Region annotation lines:

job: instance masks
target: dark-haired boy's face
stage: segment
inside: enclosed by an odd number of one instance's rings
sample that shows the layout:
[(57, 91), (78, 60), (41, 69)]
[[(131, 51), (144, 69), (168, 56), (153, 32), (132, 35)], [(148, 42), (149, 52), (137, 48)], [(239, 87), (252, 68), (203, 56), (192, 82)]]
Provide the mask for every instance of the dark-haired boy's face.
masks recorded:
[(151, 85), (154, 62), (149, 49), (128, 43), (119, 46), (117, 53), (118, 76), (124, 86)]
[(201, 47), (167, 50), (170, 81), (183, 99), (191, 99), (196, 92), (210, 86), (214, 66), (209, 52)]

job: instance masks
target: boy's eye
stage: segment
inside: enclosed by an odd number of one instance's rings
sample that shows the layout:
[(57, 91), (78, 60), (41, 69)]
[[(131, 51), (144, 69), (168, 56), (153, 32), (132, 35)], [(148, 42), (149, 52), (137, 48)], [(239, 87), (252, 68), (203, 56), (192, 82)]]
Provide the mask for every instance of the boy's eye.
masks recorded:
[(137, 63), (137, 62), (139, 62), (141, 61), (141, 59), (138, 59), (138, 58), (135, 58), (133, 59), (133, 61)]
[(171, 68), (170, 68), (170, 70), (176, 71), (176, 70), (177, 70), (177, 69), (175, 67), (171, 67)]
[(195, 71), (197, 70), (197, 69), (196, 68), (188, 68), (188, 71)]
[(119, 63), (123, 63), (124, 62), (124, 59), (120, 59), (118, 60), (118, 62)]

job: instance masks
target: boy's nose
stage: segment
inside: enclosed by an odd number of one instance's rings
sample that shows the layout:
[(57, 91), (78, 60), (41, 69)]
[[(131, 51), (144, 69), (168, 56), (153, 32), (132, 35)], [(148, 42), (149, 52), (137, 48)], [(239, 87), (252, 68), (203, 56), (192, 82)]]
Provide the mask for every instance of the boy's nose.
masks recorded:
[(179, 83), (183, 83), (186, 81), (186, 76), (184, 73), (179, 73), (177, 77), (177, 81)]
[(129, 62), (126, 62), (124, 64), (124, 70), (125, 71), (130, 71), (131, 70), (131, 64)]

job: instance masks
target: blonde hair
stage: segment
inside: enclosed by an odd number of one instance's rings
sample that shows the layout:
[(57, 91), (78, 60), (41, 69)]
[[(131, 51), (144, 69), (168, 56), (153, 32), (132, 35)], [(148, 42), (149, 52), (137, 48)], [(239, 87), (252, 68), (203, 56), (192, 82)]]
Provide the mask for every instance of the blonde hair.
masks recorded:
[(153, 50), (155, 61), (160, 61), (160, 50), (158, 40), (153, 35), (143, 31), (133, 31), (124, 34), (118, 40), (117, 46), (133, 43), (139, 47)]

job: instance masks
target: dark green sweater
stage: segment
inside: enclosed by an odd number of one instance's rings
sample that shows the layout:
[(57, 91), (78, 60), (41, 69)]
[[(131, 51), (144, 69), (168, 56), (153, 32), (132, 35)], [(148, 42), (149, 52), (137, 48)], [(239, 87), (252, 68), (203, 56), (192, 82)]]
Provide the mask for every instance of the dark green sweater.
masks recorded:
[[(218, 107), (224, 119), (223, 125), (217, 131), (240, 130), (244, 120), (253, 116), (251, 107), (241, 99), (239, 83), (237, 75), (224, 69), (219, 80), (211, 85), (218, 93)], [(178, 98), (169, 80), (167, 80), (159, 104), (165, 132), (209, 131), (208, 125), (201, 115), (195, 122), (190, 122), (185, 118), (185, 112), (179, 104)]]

→ **WHAT IS EXPECTED**
Reproduce all of the lines above verbatim.

→ **ANSWER**
job: instance masks
target: dark-haired boy's face
stage: segment
inside: enclosed by an odd number of one instance's rings
sample that shows the layout:
[(57, 91), (78, 60), (41, 69)]
[[(131, 51), (144, 69), (168, 56), (153, 32), (132, 35)], [(148, 42), (149, 52), (137, 48)], [(239, 87), (252, 68), (203, 56), (192, 82)]]
Provide the mask for every instance of the dark-haired boy's face.
masks recorded:
[(151, 85), (154, 62), (149, 49), (128, 43), (119, 46), (117, 53), (118, 76), (124, 86)]
[(201, 47), (167, 50), (170, 81), (183, 99), (191, 99), (196, 92), (210, 86), (214, 66), (209, 52)]

job: instance masks
target: boy's eye
stage: segment
inside: enclosed by an odd number of one instance's rings
sample that shows the layout:
[(57, 91), (78, 60), (41, 69)]
[[(131, 51), (144, 69), (168, 56), (153, 32), (132, 35)], [(148, 42), (149, 52), (137, 48)], [(239, 87), (252, 68), (203, 56), (192, 82)]]
Provide the mask for every instance of the boy's eye.
masks recorded:
[(137, 63), (137, 62), (139, 62), (141, 61), (141, 59), (138, 59), (138, 58), (135, 58), (133, 59), (133, 61)]
[(171, 68), (170, 68), (170, 70), (176, 71), (176, 70), (177, 70), (177, 69), (175, 67), (171, 67)]
[(195, 71), (197, 70), (197, 69), (196, 68), (188, 68), (188, 71)]
[(119, 63), (123, 63), (124, 62), (124, 59), (120, 59), (118, 60), (118, 62)]

job: instance masks
target: boy's nose
stage: segment
inside: enclosed by an odd number of one instance's rings
sample that shows the layout:
[(57, 91), (78, 60), (41, 69)]
[[(131, 51), (144, 69), (168, 56), (153, 32), (132, 35)], [(148, 42), (149, 52), (137, 48)], [(239, 87), (252, 68), (203, 56), (192, 82)]]
Provide the mask for every instance of the boy's nose.
masks recorded:
[(179, 83), (183, 83), (186, 81), (186, 76), (184, 73), (179, 73), (177, 77), (177, 81)]
[(129, 62), (126, 62), (124, 64), (124, 70), (125, 71), (130, 71), (131, 70), (131, 64)]

job: instance masks
target: blonde hair
stage: segment
inside: enclosed by an odd number of one instance's rings
sample that shows the layout:
[(57, 91), (78, 60), (41, 69)]
[[(131, 51), (144, 69), (168, 56), (153, 32), (132, 35)], [(148, 42), (149, 52), (137, 48)], [(239, 87), (252, 68), (203, 56), (192, 82)]]
Provide the mask for every instance of the blonde hair.
masks recorded:
[(153, 50), (155, 61), (160, 61), (160, 50), (158, 40), (153, 35), (143, 31), (133, 31), (124, 34), (118, 40), (117, 46), (133, 43), (139, 47)]

job: instance masks
target: dark green sweater
stage: segment
inside: enclosed by an odd number of one instance's rings
sample that shows the layout:
[(57, 91), (78, 60), (41, 69)]
[[(131, 51), (144, 69), (168, 56), (153, 32), (132, 35)], [(148, 42), (149, 52), (137, 48)], [(239, 87), (252, 68), (203, 56), (192, 82)]]
Provide the mask for every instance of the dark green sweater.
masks recorded:
[[(218, 107), (224, 119), (223, 125), (217, 131), (240, 130), (244, 120), (253, 116), (251, 107), (241, 99), (239, 83), (237, 75), (224, 69), (219, 80), (211, 85), (218, 93)], [(178, 98), (169, 80), (167, 80), (159, 104), (165, 132), (209, 131), (208, 125), (201, 115), (195, 122), (190, 122), (185, 118), (185, 112), (179, 104)]]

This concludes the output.